**** Texto para análise

Com base nas dezenas de pesquisas científicas de qualidade realizadas e publicadas no país, não é possível negligenciar a magnitude do aborto inseguro no Brasil, embora seja um desafio propor um número preciso para a sua frequência.

As estimativas citadas acima (e outras que utilizam metodologia científica clara e validada) apontam que há centenas de milhares de abortos provocados clandestinamente no Brasil. Uma magnitude que não pode ser ignorada e exige uma resposta na forma de políticas públicas adequadas. Ainda que os números fossem mais baixos do que a PNA 2016 aponta – e não há evidências científicas de que sejam – abortos inseguros implicam complicações à saúde, internações hospitalares, sequelas pouco conhecidas e mesmo morte, além dos elevados custos ao sistema de saúde, todos em condições plenamente evitáveis, com sofrimento de mulheres e famílias envolvidas.

Usar estimativas com base em especulação e silogismos, sem qualquer fundamentação teórica ou científica, não representa uma contribuição legítima aos esforços para a discussão da magnitude do aborto ao Brasil. Um debate qualificado é necessário sobre os números do aborto pelo seu imenso ônus para a saúde e sobrevida das mulheres. No entanto, a querela em torno dos números, instaurada desde a audiência no STF, busca desacreditar a ciência quando ela é mais necessária.

********

# Sobre a tarefa
Copie, sem nenhuma alteração, o trecho do texto sobre o aborto inseguro no Brasil que vai de "Com base nas" até "a sua frequência.".

**** Entradas fornecidas

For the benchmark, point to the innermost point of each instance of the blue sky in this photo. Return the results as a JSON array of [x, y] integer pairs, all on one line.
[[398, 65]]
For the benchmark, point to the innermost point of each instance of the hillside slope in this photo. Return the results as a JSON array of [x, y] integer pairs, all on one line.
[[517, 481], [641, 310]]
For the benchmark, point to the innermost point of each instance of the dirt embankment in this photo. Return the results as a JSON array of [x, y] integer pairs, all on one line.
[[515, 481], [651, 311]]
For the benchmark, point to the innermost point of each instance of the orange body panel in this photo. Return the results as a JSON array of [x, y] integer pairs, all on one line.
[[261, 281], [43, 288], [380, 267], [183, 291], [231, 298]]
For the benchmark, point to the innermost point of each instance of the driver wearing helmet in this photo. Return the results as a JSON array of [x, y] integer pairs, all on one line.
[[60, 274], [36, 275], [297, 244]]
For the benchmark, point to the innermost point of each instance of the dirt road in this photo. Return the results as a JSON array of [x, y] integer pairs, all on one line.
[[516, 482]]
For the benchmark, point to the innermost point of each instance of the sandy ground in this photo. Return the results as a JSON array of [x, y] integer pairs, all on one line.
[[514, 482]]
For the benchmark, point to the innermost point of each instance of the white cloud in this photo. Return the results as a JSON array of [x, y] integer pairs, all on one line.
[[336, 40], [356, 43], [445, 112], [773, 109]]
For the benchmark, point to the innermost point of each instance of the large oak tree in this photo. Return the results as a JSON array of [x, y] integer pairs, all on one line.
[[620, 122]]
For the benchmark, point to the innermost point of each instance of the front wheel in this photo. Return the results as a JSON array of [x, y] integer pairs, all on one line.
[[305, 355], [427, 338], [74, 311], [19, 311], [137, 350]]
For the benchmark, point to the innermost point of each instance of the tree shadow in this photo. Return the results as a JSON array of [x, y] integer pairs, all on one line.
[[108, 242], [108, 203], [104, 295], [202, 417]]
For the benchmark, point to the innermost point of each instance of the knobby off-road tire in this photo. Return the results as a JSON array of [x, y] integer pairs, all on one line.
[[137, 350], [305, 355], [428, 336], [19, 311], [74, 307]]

********

# Solução
Com base nas dezenas de pesquisas científicas de qualidade realizadas e publicadas no país, não é possível negligenciar a magnitude do aborto inseguro no Brasil, embora seja um desafio propor um número preciso para a sua frequência.